Description of the task: Extract every line of the listing below and reproduce each one word for word, in the same order.

Records:
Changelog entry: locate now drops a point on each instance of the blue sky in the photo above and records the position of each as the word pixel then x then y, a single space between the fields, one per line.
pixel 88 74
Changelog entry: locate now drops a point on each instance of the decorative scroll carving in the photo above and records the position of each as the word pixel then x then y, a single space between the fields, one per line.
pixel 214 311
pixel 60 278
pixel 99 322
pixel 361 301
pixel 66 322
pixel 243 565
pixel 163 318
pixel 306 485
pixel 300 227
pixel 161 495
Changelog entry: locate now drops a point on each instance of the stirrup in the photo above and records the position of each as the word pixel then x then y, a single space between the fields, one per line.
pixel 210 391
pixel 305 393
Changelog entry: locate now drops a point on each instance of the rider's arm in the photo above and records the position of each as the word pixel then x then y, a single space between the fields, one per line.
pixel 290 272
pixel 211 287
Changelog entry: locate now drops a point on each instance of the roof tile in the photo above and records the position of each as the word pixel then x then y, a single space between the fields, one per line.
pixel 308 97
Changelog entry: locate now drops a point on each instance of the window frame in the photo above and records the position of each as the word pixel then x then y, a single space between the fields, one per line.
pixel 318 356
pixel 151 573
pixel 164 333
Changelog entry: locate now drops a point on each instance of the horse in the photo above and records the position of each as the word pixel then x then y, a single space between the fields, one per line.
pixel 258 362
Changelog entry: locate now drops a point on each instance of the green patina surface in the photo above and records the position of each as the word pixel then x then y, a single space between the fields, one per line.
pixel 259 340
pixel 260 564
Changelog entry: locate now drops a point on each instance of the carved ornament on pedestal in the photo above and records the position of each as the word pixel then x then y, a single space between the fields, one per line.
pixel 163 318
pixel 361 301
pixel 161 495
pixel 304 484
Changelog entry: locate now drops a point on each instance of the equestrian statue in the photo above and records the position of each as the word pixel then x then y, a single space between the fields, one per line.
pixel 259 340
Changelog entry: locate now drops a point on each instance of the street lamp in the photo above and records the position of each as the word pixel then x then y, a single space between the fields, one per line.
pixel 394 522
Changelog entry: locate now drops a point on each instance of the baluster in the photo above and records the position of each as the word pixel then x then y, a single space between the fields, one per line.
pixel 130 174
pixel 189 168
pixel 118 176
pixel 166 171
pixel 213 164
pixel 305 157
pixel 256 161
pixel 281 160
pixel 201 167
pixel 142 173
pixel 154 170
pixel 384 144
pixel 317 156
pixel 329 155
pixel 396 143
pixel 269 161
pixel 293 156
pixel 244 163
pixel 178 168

Output:
Changelog entry: locate now drops a point on each instance of the blue sky in the photo above and records the position of each as the word pixel then x then y, a single space between the fields, one per line.
pixel 88 74
Changelog entry: locate now drops a point on each instance of the decorative scroll carving in the photo above and records the position of each as the word pixel then x then y, a single space between the fields, one per line.
pixel 214 311
pixel 60 278
pixel 99 322
pixel 361 301
pixel 66 322
pixel 243 565
pixel 163 318
pixel 306 485
pixel 300 227
pixel 161 495
Changelog entry: locate now drops a point on each instance of the stirrup in the photo above and records the position of each as the word pixel then x then y, a single space between the fields, one per line.
pixel 210 391
pixel 305 393
Changelog entry: locate now drops a point on each instance of the rider's arm in the photo above and records the position of each as the word pixel then x then y, a single space between the fields, one per line.
pixel 290 272
pixel 211 287
Changelog entry: locate now drops a point on each instance of the roof tile in the photo above and records the position of each as the word pixel then x then y, a single space between the fields, one per line.
pixel 308 97
Changelog entry: locate now drops a point on each instance of the window frame in the photo above and records the position of each as the word pixel then x then y, a single space between the fields, one per line.
pixel 318 356
pixel 151 573
pixel 164 333
Changelog entry: locate now drops a point on each instance of the horse in the photo above and records the position of each as the word pixel then x then y, a single space between the fields, one per line.
pixel 258 362
Changelog entry: locate now drops a point on each instance of the green patina surface in the photo above and records the position of each as the word pixel then x then y, a single space between the fields, one per line.
pixel 259 340
pixel 260 564
Changelog entry: locate now drops a point on each instance of the carved ornament on pedestal in the photo above and records the position of each as the word pixel then x then y, a single space between the fields, one per line.
pixel 163 318
pixel 361 301
pixel 161 495
pixel 304 484
Changelog entry: locate now drops a point on each instance of the equestrian statue in the photo above and records the position of each as the word pixel then x then y, a single space between the fields, one per line.
pixel 259 340
Changelog entry: locate now drops a point on each instance of the street lamp in the photo above and records the position of each as the word pixel then x then y, a single space between the fields, one per line.
pixel 394 522
Changelog entry: locate now drops a point on each instance of the baluster in the photo above and records the position of each as the word pixel then x then y, a single space between the fields, one per line.
pixel 130 174
pixel 189 168
pixel 118 176
pixel 166 171
pixel 213 164
pixel 305 157
pixel 256 161
pixel 281 160
pixel 201 167
pixel 142 173
pixel 154 170
pixel 384 144
pixel 317 156
pixel 329 155
pixel 396 143
pixel 269 161
pixel 293 156
pixel 244 163
pixel 178 168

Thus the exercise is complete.